■ To be done ■
Please copy the listing below word for word, keeping every line in its original order.

■ Dataset excerpts ■
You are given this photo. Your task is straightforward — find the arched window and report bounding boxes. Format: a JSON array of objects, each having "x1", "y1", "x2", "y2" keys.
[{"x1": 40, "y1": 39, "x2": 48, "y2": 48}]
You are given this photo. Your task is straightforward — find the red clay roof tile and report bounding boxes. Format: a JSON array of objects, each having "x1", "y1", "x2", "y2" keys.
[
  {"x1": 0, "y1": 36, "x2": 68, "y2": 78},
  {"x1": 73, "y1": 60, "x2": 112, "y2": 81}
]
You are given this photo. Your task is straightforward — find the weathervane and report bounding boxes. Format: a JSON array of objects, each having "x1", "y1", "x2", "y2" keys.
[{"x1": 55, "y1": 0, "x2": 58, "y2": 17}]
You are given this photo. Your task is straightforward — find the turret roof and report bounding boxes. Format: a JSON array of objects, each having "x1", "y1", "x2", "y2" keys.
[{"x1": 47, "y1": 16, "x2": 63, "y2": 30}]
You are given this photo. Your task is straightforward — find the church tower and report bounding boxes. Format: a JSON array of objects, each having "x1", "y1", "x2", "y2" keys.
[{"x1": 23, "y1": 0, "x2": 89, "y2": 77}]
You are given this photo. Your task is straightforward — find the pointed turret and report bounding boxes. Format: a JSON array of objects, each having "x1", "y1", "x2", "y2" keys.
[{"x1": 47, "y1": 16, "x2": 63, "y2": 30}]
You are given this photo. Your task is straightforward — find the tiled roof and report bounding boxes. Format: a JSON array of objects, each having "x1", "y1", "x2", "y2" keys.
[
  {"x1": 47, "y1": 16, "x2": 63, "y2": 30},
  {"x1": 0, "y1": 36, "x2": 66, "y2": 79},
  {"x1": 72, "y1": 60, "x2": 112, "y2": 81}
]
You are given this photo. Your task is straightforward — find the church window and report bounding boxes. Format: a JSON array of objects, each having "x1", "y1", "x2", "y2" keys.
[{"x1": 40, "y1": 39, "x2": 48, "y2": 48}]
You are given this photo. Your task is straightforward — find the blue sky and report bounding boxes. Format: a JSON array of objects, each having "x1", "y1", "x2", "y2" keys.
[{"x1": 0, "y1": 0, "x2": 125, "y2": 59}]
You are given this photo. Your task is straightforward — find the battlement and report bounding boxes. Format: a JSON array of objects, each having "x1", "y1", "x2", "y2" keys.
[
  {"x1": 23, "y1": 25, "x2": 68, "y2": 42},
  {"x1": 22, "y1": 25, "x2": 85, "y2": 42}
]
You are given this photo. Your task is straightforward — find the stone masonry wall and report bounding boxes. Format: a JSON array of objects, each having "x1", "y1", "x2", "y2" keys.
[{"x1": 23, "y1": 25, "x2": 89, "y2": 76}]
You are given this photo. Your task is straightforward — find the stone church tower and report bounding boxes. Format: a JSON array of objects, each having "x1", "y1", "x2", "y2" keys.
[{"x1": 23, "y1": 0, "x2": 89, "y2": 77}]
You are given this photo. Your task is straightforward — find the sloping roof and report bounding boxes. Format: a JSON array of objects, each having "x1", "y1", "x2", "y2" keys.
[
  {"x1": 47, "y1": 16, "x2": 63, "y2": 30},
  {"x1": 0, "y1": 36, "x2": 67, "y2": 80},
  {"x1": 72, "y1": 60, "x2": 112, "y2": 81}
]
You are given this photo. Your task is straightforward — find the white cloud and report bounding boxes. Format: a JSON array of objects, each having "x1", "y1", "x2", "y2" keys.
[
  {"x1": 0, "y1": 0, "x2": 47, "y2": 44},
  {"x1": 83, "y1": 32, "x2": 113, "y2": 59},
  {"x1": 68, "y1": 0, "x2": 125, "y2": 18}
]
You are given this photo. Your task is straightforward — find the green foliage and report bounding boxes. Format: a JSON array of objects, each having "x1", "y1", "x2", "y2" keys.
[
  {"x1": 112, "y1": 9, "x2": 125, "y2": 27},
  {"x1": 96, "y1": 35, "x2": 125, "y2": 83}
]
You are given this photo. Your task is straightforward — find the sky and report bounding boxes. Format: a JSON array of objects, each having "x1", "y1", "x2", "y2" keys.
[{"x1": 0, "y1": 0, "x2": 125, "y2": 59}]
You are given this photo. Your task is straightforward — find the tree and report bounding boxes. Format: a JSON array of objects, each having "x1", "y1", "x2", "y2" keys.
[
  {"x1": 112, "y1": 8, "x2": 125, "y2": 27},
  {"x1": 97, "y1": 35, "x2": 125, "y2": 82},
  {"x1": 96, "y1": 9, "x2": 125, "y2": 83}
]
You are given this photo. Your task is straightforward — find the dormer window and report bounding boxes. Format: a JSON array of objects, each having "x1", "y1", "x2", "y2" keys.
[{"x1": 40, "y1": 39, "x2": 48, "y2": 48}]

■ Solution for this exercise ■
You are given this photo. Your task is straightforward — find the arched window and report bounding boxes. Format: a JSON array of objects, each having "x1", "y1", "x2", "y2" keys.
[{"x1": 40, "y1": 39, "x2": 48, "y2": 48}]
You are given this photo. Your task is straightforward — find the red clay roof tile and report bounding boxes. Format: a JSON array of objects, each having "x1", "y1", "x2", "y2" keys.
[
  {"x1": 0, "y1": 36, "x2": 68, "y2": 78},
  {"x1": 73, "y1": 60, "x2": 112, "y2": 81}
]
You are given this photo. Your task is straightforward — find the weathervane and report bounding boxes. Format: a JSON array of objects, each having "x1", "y1", "x2", "y2" keys.
[{"x1": 55, "y1": 0, "x2": 58, "y2": 17}]
You are given this photo. Your task is straightforward — find the turret roof and report bounding boxes. Format: a JSON array of objects, each having "x1", "y1", "x2", "y2" keys.
[{"x1": 47, "y1": 16, "x2": 63, "y2": 30}]
You are given this photo. Your task is straightforward — find the church tower and report bounding boxes. Format: a JSON array of objects, each having "x1", "y1", "x2", "y2" keys.
[{"x1": 23, "y1": 0, "x2": 89, "y2": 77}]
You are given this photo. Your task is straightforward — find the pointed turret and report bounding boxes. Format: a JSON array of objects, each having "x1", "y1", "x2", "y2" keys.
[{"x1": 47, "y1": 16, "x2": 63, "y2": 30}]
You are given this photo. Your task is straightforward — find the tiled roof and report bounding boxes. Format: a JSON array of objects, each having "x1", "y1", "x2", "y2" keys.
[
  {"x1": 47, "y1": 16, "x2": 63, "y2": 30},
  {"x1": 0, "y1": 36, "x2": 66, "y2": 79},
  {"x1": 72, "y1": 60, "x2": 112, "y2": 81}
]
You are given this photo. Your task is straightforward — find the church window and report bounding boxes. Format: a JSON array of objects, each having "x1", "y1", "x2", "y2" keys.
[{"x1": 40, "y1": 39, "x2": 48, "y2": 48}]
You are given this photo. Your task is straightforward — find the blue sky and report bounding boxes. Format: a JSON array of objects, each having "x1", "y1", "x2", "y2" keys.
[{"x1": 0, "y1": 0, "x2": 125, "y2": 59}]
You are given this photo. Your task is straightforward — find the battlement and report bounding boxes. Format: a JSON array of objects, each having "x1", "y1", "x2", "y2" keys.
[
  {"x1": 23, "y1": 25, "x2": 68, "y2": 42},
  {"x1": 22, "y1": 25, "x2": 85, "y2": 42}
]
You are given this photo. Your task is straightforward — find the stone masonry wall and report bounding boxes. Format: a JSON array of objects, each having "x1", "y1", "x2", "y2" keys.
[{"x1": 23, "y1": 25, "x2": 89, "y2": 76}]
You are given this photo. Your task is straightforward — find the stone church tower and report bounding boxes. Format: a JSON array of objects, each having "x1", "y1", "x2", "y2" keys.
[{"x1": 23, "y1": 0, "x2": 89, "y2": 77}]
You are given this photo. Your task is straightforward — find the sloping roof and report bounding boxes. Format: a JSON array of objects, each having "x1", "y1", "x2", "y2" keys.
[
  {"x1": 47, "y1": 16, "x2": 63, "y2": 30},
  {"x1": 0, "y1": 36, "x2": 67, "y2": 80},
  {"x1": 72, "y1": 60, "x2": 112, "y2": 81}
]
You are given this photo. Your task is straightforward — find the white cloud and report bounding boxes. Format: a JSON array of objects, each having "x1", "y1", "x2", "y2" keys.
[
  {"x1": 0, "y1": 0, "x2": 47, "y2": 44},
  {"x1": 83, "y1": 32, "x2": 113, "y2": 59},
  {"x1": 68, "y1": 0, "x2": 125, "y2": 18}
]
You are given this photo. Your task is straightforward — find the green foliage and report bounding boxes. Format: a JSON array of objects, each having "x1", "y1", "x2", "y2" keys.
[
  {"x1": 112, "y1": 9, "x2": 125, "y2": 27},
  {"x1": 96, "y1": 35, "x2": 125, "y2": 83}
]
You are given this photo. Your task is straightforward — find the sky and report bounding boxes. Format: a JSON array of objects, each having "x1", "y1", "x2", "y2" keys.
[{"x1": 0, "y1": 0, "x2": 125, "y2": 59}]
You are given this photo. Your task is straightforward — find the tree and report bounding boxes. Format: a JSON array of objects, each having "x1", "y1", "x2", "y2" keys.
[
  {"x1": 112, "y1": 8, "x2": 125, "y2": 27},
  {"x1": 97, "y1": 35, "x2": 125, "y2": 82},
  {"x1": 96, "y1": 9, "x2": 125, "y2": 83}
]
You are given this photo. Your task is straightforward — find the dormer window and report bounding boxes. Format: a JSON array of objects, each having "x1", "y1", "x2", "y2" keys.
[{"x1": 40, "y1": 39, "x2": 48, "y2": 48}]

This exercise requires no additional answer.